Type out the entries again, keeping every word unchanged.
'''
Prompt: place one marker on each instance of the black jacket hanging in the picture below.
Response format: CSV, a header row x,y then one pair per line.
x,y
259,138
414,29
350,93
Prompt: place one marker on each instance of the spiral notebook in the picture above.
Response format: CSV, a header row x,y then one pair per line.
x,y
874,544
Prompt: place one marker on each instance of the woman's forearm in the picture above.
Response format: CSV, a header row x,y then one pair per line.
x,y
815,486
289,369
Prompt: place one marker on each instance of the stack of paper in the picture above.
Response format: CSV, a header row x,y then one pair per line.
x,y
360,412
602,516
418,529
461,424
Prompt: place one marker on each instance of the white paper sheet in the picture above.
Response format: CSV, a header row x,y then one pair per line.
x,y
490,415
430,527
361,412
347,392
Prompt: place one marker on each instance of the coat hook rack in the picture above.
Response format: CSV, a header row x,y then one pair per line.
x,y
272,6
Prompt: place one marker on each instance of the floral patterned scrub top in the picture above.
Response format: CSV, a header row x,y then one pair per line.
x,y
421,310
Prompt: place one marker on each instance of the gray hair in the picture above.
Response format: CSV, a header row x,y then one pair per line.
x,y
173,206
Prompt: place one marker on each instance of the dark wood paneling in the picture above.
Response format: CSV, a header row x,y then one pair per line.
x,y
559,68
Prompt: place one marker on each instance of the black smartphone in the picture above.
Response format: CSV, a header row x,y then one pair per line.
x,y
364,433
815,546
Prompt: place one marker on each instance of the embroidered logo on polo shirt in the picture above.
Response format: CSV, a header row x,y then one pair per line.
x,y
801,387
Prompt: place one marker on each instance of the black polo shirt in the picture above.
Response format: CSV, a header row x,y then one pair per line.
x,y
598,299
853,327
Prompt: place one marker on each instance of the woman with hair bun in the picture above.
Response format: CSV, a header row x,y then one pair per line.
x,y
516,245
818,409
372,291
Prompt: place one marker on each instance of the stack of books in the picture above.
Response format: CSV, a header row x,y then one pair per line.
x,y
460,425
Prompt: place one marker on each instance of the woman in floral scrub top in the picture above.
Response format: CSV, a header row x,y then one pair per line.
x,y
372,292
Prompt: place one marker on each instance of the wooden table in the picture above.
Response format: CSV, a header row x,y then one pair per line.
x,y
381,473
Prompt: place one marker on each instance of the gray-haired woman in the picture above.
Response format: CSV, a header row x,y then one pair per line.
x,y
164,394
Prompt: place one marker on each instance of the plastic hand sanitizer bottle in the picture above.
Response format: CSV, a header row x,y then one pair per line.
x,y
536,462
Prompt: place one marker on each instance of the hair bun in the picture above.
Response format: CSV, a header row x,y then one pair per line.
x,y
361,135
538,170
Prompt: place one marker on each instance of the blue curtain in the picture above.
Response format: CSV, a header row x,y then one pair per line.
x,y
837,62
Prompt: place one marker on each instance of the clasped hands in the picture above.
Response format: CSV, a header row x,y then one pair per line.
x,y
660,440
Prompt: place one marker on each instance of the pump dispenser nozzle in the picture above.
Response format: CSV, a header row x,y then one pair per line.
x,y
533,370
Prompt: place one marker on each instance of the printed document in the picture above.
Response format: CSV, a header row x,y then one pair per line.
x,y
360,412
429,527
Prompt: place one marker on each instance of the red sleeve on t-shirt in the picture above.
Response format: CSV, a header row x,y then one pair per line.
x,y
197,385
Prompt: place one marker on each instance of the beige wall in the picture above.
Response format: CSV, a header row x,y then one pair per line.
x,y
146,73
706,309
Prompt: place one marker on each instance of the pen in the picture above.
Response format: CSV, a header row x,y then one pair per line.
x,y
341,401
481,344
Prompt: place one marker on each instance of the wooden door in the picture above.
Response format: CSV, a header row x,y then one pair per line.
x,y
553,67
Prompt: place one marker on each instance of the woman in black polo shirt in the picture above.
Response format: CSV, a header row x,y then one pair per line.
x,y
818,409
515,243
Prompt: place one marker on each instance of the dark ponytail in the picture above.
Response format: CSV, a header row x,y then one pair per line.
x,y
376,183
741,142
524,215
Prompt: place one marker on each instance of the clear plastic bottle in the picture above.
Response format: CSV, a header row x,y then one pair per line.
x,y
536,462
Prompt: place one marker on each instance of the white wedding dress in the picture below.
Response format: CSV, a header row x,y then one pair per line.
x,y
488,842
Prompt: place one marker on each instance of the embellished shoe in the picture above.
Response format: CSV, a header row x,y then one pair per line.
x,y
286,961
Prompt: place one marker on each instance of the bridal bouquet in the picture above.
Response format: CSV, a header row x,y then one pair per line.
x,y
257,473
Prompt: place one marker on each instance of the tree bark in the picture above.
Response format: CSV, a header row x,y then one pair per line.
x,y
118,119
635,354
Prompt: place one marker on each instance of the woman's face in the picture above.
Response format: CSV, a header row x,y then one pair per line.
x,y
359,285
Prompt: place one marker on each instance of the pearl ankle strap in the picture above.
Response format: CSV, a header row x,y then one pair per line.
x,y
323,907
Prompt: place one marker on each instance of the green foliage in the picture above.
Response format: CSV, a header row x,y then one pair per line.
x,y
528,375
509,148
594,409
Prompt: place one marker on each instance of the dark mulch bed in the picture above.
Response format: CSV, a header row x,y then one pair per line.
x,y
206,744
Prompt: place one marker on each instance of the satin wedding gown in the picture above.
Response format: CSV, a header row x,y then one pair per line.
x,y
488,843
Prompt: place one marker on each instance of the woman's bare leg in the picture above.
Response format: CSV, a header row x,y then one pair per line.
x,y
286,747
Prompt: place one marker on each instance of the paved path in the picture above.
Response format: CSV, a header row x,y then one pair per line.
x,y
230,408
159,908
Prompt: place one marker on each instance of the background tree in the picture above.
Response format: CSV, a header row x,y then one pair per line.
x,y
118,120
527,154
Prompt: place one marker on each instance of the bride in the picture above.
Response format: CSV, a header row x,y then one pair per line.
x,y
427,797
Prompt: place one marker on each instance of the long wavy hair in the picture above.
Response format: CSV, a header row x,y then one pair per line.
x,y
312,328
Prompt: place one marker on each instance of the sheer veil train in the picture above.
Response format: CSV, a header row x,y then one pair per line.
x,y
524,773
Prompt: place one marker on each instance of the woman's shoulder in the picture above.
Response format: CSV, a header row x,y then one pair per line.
'''
- **FINISHED TASK**
Prompt: place one marker on each instance of the black jacket hanging in the picture below.
Response format: CSV, a header row x,y then one pair per line.
x,y
259,138
414,29
350,93
Prompt: place one marker on each instance of the spiral notebook in the picture above.
Response format: CSV, a header row x,y then one pair per line.
x,y
874,544
Prompt: place one marker on each instance of the woman's forearm in the picture above.
Response format: CSV, a header row x,y then one pair per line.
x,y
815,486
289,369
Prompt: place one marker on each instance of the stack of paper in the picture above.
Response format: CSV, a header row x,y then one pair per line.
x,y
360,412
602,516
418,529
461,424
Prompt: place one marker on each instance of the white paper sheet in the picture above.
Response format: CSV, a header row x,y then one pair per line.
x,y
490,415
430,527
361,412
347,392
Prompt: place one marker on each instance of the coat hook rack in the picture above.
Response format: CSV, a header row x,y then one pair per line.
x,y
272,6
Prompt: place one marker on each instance of the floral patterned scrub top in the picture above.
Response format: CSV, a header row x,y then one pair per line.
x,y
421,310
Prompt: place one marker on each instance of the gray hair in the picture above.
Response format: CSV, a header row x,y then one pair per line.
x,y
173,206
Prompt: place one marker on each instance of the dark wood paneling in the picture above.
Response format: CSV, a header row x,y then one pair per line.
x,y
559,68
Prompt: place one marker on each instance of the black smartphone in the picture above.
Response format: CSV, a header row x,y then one pair per line.
x,y
364,433
815,546
Prompt: place one marker on each instance of the embroidered logo on polo shirt in the picture above.
Response format: CSV, a header row x,y then one pair per line.
x,y
801,387
Prompt: place one marker on each instance of the black polo shirt in the picture above.
Response format: CSV, a header row x,y then one pair per line.
x,y
598,299
853,327
Prompt: place one marker on each instance of the woman with hair bun in the picture above.
Response format: CSV, a header row x,y then one pair per line.
x,y
516,245
818,409
372,291
Prompt: place one marker on each instance of the stack of books in the picture above.
Response format: CSV, a header row x,y then one pair per line.
x,y
460,425
Prompt: place one marker on each instance of the woman in floral scrub top in the picture above.
Response format: CSV, a header row x,y then one pair per line.
x,y
372,292
Prompt: place one marker on each instance of the wooden table in the picture above.
Response format: CSV, a header row x,y then one pair per line.
x,y
381,473
Prompt: place one marker on each instance of the gray-haired woman in the picture above.
Response format: CSV, a header row x,y then one pair per line.
x,y
164,394
Prompt: place one marker on each instance of the plastic hand sanitizer bottle in the picture above.
Response format: CSV, a header row x,y then one pair per line.
x,y
536,462
Prompt: place one marker on each instance of the hair bun in the picture above.
Response format: CSV, a header row x,y then one pair per line.
x,y
361,135
538,170
Prompt: place one marker on each instance of the blue curtain in the picture above.
Response format: CSV, a header row x,y then one pair per line.
x,y
837,62
Prompt: place one marker on each instance of the clasped hands in the picture above.
Response format: CSV, a header row x,y then one pair per line.
x,y
660,440
Prompt: place one marker on each instance of the pump dispenser nozzle in the picture above.
Response format: CSV, a header row x,y then one pair per line.
x,y
533,370
Prompt: place one marker on each instance of the printed document in the picture above.
Response format: CSV, a header row x,y then one pair per line.
x,y
360,412
429,527
Prompt: place one marker on each instance of the red sleeve on t-shirt in the picture above.
Response format: CSV, a header row x,y then one pair per line.
x,y
197,385
Prompt: place one marker on each instance of the beige wall in the picture above.
Response format: CSV, a header row x,y then one pair per line.
x,y
146,73
706,309
Prompt: place one marker on each instance of the pen in the picture above.
Response format: CSV, a header row x,y then one pair per line.
x,y
341,401
481,344
Prompt: place one marker on each instance of the wooden door in the picture above.
Response format: CSV, a header row x,y then one pair per line.
x,y
553,67
Prompt: place one marker on each instance of the woman in black polo shirt in the picture above.
Response format: CSV, a header row x,y then one pair per line.
x,y
818,409
515,243
Prompt: place one marker on each instance of the dark ponytail in the picture above.
Response format: CSV, a header row x,y then one pair per line.
x,y
376,183
741,142
524,215
Prompt: place one marker on each instance of the clear plastic bottle in the picture above.
Response format: CSV, a header row x,y then one pair per line.
x,y
536,462
Prompt: place one marker on each instance of the white wedding dress in the picture below.
Response format: CSV, a header row x,y then one pair per line.
x,y
488,842
Prompt: place one marker on each instance of the embellished shoe in the picture above.
Response format: CSV, a header row x,y then one pair per line.
x,y
286,961
Prompt: place one marker on each instance of the bridal bouquet in the picture above.
Response format: CSV, a header row x,y then one pair per line.
x,y
257,473
Prompt: place one marker on each instance of the tree bark in the picture above.
Response format: CSV, a header row x,y then one pair per line.
x,y
118,119
635,354
Prompt: place one marker on each instance of the woman's face in the picture above.
Response format: CSV, a header row x,y then one pair per line.
x,y
359,285
Prompt: place one marker on each instance of the pearl ankle strap in the picture above.
Response format: CSV, a header row x,y then one pair per line.
x,y
323,907
Prompt: place one marker on each instance of the green foliage in the picture above.
Response format: CSV, a header row x,y then one pair per line.
x,y
528,375
509,148
594,409
Prompt: place one marker on each instance of the dark mulch bed in the picture above.
Response format: CSV, a header row x,y then one pair per line.
x,y
206,744
Prompt: place one marker on each instance of the satin wedding gown in the picture above.
Response format: CSV, a header row x,y then one pair per line.
x,y
488,843
Prompt: place one marker on each instance of the woman's bare leg in the picture above.
Response format: CSV, a header row x,y then one pair per line.
x,y
286,747
Prompt: place one marker on each instance of the paved path in the picture above.
Response format: CSV, a header row x,y then one pair per line.
x,y
230,408
159,908
Prompt: place one marker on each instance of the background tree in the picture above.
Response format: CSV, a header row x,y then one pair per line.
x,y
118,120
527,154
Prompt: place one marker on each instance of the bride in the picture above.
Response format: CSV, a header row x,y then one pair per line.
x,y
427,797
Prompt: place one marker on each instance of the long wavy hair in the picture above.
Response format: CSV, a header row x,y then one pair per line.
x,y
312,328
Prompt: place one marker on each instance of the sheer veil train in the picture above.
Response format: CSV, a header row x,y then one pair per line.
x,y
524,773
Prompt: place one marker on each instance of the woman's shoulder in the picture above.
Response format: CSV, a header row x,y then one pair per line.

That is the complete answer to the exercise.